→ INPUT DATA:
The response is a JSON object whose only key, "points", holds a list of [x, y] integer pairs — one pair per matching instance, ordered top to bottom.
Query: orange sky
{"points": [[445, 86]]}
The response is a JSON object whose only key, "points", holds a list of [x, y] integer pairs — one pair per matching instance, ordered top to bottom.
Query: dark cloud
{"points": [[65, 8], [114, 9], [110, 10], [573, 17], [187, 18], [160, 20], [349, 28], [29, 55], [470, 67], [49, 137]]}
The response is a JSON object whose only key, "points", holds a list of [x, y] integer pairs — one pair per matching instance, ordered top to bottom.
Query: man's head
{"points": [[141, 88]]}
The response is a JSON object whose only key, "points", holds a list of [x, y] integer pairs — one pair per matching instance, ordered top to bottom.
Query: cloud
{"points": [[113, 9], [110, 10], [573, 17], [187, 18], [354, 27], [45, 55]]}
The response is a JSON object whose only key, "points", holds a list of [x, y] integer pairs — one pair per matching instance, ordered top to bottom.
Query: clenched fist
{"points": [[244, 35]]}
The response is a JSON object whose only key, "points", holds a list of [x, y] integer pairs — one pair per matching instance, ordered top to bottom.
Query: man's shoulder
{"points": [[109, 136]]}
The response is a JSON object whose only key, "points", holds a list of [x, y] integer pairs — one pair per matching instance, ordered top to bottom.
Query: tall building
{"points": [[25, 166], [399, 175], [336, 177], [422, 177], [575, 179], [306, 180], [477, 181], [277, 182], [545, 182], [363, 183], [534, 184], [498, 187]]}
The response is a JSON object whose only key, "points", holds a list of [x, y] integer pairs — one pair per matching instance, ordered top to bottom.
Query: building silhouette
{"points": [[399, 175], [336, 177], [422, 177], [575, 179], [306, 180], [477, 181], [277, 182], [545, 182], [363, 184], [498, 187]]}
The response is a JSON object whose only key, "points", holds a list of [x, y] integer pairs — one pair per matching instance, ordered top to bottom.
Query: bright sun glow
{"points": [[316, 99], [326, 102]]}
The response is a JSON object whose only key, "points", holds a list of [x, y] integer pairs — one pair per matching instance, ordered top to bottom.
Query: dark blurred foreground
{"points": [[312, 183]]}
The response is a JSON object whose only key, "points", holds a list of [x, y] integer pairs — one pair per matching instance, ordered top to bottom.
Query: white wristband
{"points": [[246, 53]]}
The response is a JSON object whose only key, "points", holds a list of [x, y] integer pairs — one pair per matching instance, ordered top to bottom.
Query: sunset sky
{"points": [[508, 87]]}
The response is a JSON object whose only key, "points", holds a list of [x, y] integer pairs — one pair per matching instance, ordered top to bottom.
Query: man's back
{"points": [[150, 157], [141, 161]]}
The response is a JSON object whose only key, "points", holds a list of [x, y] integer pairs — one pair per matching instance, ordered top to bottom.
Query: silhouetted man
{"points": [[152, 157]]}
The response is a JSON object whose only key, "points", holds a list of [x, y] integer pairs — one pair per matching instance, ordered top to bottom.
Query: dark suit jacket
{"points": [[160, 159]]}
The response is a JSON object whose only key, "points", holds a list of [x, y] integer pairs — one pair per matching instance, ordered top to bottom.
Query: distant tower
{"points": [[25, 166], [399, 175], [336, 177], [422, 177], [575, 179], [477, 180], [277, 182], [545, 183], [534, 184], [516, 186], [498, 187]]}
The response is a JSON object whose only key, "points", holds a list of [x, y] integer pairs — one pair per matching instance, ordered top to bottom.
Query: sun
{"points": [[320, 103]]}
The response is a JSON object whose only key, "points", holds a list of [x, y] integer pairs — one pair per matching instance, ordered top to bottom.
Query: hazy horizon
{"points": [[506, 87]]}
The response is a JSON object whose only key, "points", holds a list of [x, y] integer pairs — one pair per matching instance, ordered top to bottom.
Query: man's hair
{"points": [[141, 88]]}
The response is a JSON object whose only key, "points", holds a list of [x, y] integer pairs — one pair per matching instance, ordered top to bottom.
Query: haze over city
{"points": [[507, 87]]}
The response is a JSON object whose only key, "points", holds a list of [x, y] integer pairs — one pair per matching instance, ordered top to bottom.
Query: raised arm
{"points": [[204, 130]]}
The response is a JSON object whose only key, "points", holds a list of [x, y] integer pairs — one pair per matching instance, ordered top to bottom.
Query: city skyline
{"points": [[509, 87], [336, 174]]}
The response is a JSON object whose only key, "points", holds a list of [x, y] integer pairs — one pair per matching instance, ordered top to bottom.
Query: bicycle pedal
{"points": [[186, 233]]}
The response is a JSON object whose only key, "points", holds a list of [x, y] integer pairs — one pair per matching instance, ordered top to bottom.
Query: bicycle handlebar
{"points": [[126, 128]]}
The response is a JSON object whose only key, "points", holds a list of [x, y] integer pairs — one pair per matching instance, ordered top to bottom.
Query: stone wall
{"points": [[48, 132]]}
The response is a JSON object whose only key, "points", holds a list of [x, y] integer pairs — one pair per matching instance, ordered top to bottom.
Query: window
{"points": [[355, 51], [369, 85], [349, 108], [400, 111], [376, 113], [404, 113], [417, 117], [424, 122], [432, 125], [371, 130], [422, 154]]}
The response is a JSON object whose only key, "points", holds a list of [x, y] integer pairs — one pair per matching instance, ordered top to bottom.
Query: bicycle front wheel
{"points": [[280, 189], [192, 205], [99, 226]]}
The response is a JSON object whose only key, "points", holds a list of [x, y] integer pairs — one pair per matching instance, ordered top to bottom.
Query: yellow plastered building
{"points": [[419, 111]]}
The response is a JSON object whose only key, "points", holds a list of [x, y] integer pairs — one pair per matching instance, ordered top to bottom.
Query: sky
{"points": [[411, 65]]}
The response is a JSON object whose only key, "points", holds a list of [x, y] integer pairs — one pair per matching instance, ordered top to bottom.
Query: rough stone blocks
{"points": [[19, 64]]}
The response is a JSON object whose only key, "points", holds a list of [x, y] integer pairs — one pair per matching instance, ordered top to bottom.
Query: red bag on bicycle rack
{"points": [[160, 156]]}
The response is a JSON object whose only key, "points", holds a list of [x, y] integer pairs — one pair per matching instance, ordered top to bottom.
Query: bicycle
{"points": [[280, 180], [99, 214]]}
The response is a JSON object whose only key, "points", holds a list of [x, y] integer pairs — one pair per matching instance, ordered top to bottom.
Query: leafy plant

→ EXERCISE DETAILS: Output each line of the material exactly, keeping every word as it appears.

→ EXERCISE ANSWER:
The response is a JSON object whose only key, "points", holds a list of [x, y] integer pairs — one pair per matching instance, ordered top to bottom.
Query: orange sky
{"points": [[445, 86]]}
The response is a JSON object whose only key, "points", holds a list of [x, y] integer pairs — one pair per matching instance, ordered top to bottom.
Query: dark cloud
{"points": [[65, 8], [114, 9], [110, 10], [573, 17], [187, 18], [160, 20], [349, 28], [29, 55], [470, 67], [49, 137]]}
The response is a JSON object whose only key, "points", holds a list of [x, y] integer pairs — one pair per matching instance, ordered top to bottom.
Query: man's head
{"points": [[141, 88]]}
The response is a JSON object whose only key, "points", holds a list of [x, y] integer pairs — one pair per matching instance, ordered top to bottom.
Query: cloud
{"points": [[113, 9], [110, 10], [573, 17], [187, 18], [354, 27], [45, 55]]}
The response is a JSON object whose only key, "points", holds a list of [x, y] integer pairs — one pair per matching instance, ordered top to bottom.
Query: clenched fist
{"points": [[244, 35]]}
The response is a JSON object whose only key, "points", holds a list of [x, y] integer pairs — one pair per matching instance, ordered top to bottom.
Query: man's shoulder
{"points": [[109, 136]]}
The response is a JSON object whose only key, "points", holds a list of [x, y] integer pairs — one pair per matching instance, ordered top to bottom.
Query: tall building
{"points": [[25, 166], [399, 175], [336, 177], [422, 177], [575, 179], [306, 180], [477, 181], [277, 182], [545, 182], [363, 183], [534, 184], [498, 187]]}
The response is a JSON object whose only key, "points", holds a list of [x, y] integer pairs — one pair per matching instance, ordered top to bottom.
Query: building silhouette
{"points": [[399, 175], [336, 177], [422, 177], [575, 179], [306, 180], [477, 181], [277, 182], [545, 182], [363, 184], [498, 187]]}
The response is a JSON object whose only key, "points", holds a list of [x, y] integer pairs — one pair per matching instance, ordered top to bottom.
Query: bright sun glow
{"points": [[316, 99], [326, 102]]}
The response is a JSON object whose only key, "points", holds a list of [x, y] integer pairs — one pair per matching instance, ordered top to bottom.
Query: dark blurred foreground
{"points": [[312, 183]]}
The response is a JSON object whose only key, "points", holds a list of [x, y] integer pairs — one pair per matching instance, ordered top to bottom.
Query: white wristband
{"points": [[246, 53]]}
The response is a JSON object whose only key, "points", holds a list of [x, y] integer pairs — one pair per matching instance, ordered top to bottom.
Query: sunset sky
{"points": [[508, 87]]}
The response is a JSON object whose only key, "points", holds a list of [x, y] integer pairs — one pair per matching instance, ordered top to bottom.
Query: man's back
{"points": [[150, 157], [141, 161]]}
The response is a JSON object whose only key, "points", holds a list of [x, y] integer pairs — one pair per matching instance, ordered top to bottom.
Query: silhouetted man
{"points": [[152, 157]]}
The response is a JSON object whose only key, "points", holds a list of [x, y] integer pairs — one pair per matching instance, ordered top to bottom.
Query: dark suit jacket
{"points": [[160, 159]]}
The response is a JSON object whose only key, "points", holds a list of [x, y] integer pairs — one pair per matching instance, ordered top to bottom.
Query: distant tower
{"points": [[25, 166], [399, 175], [336, 177], [422, 177], [575, 179], [477, 180], [277, 182], [545, 183], [534, 184], [516, 186], [498, 187]]}
The response is a JSON object whose only key, "points", holds a list of [x, y] integer pairs — one pair per matching instance, ordered top to bottom.
Query: sun
{"points": [[320, 103]]}
The response is a JSON object whose only key, "points", holds a list of [x, y] integer pairs — one pair per matching instance, ordered top to bottom.
Query: hazy horizon
{"points": [[506, 87]]}
The response is a JSON object whose only key, "points", holds a list of [x, y] integer pairs — one pair per matching instance, ordered top to bottom.
Query: man's hair
{"points": [[141, 88]]}
The response is a JSON object whose only key, "points", holds a list of [x, y] integer pairs — one pair per matching instance, ordered top to bottom.
Query: haze over city
{"points": [[507, 87]]}
The response is a JSON object whose only key, "points", holds a list of [x, y] integer pairs — one pair per matching instance, ordered top to bottom.
Query: raised arm
{"points": [[204, 130]]}
The response is a JSON object whose only key, "points", holds a list of [x, y] integer pairs — one pair per matching instance, ordered top to bottom.
Query: city skyline
{"points": [[509, 87], [336, 174]]}
The response is a JSON object whose only key, "points", holds a list of [x, y] integer pairs — one pair per matching instance, ordered top to bottom.
Query: bicycle pedal
{"points": [[186, 233]]}
The response is a JSON object whose only key, "points", holds a list of [x, y] integer pairs — one pair per matching instance, ordered top to bottom.
Query: bicycle handlebar
{"points": [[126, 128]]}
The response is a JSON object whose only key, "points", holds a list of [x, y] integer pairs — one pair per matching instance, ordered top to bottom.
Query: stone wall
{"points": [[48, 132]]}
The response is a JSON object whose only key, "points", holds a list of [x, y] integer pairs — one pair per matching instance, ordered top to bottom.
Query: window
{"points": [[355, 51], [369, 85], [349, 108], [400, 111], [376, 113], [404, 113], [417, 117], [424, 122], [432, 125], [371, 130], [422, 154]]}
The response is a JSON object whose only key, "points", holds a list of [x, y] integer pairs — one pair per matching instance, ordered top to bottom.
Query: bicycle front wheel
{"points": [[280, 189], [192, 205], [99, 226]]}
The response is a JSON object whose only key, "points", holds a list of [x, y] integer pairs — one pair per matching instance, ordered top to bottom.
Query: yellow plastered building
{"points": [[419, 111]]}
The response is a JSON object whose only key, "points", holds a list of [x, y] integer pairs — one pair per matching instance, ordered top to bottom.
Query: sky
{"points": [[411, 65]]}
The response is a JSON object whose only key, "points", holds a list of [x, y] integer pairs — one pair per matching instance, ordered top to bottom.
Query: rough stone blocks
{"points": [[19, 64]]}
The response is a JSON object whose only key, "points", holds a list of [x, y] integer pairs — one pair per matching instance, ordered top to bottom.
Query: red bag on bicycle rack
{"points": [[160, 156]]}
The response is a JSON object whose only key, "points", holds a list of [x, y] integer pairs — one pair per matching instance, ordered top to bottom.
Query: bicycle
{"points": [[280, 180], [99, 214]]}
The response is a JSON object whose only key, "points", holds a list of [x, y] integer pairs — one pair per matching instance, ordered top to bottom.
Query: leafy plant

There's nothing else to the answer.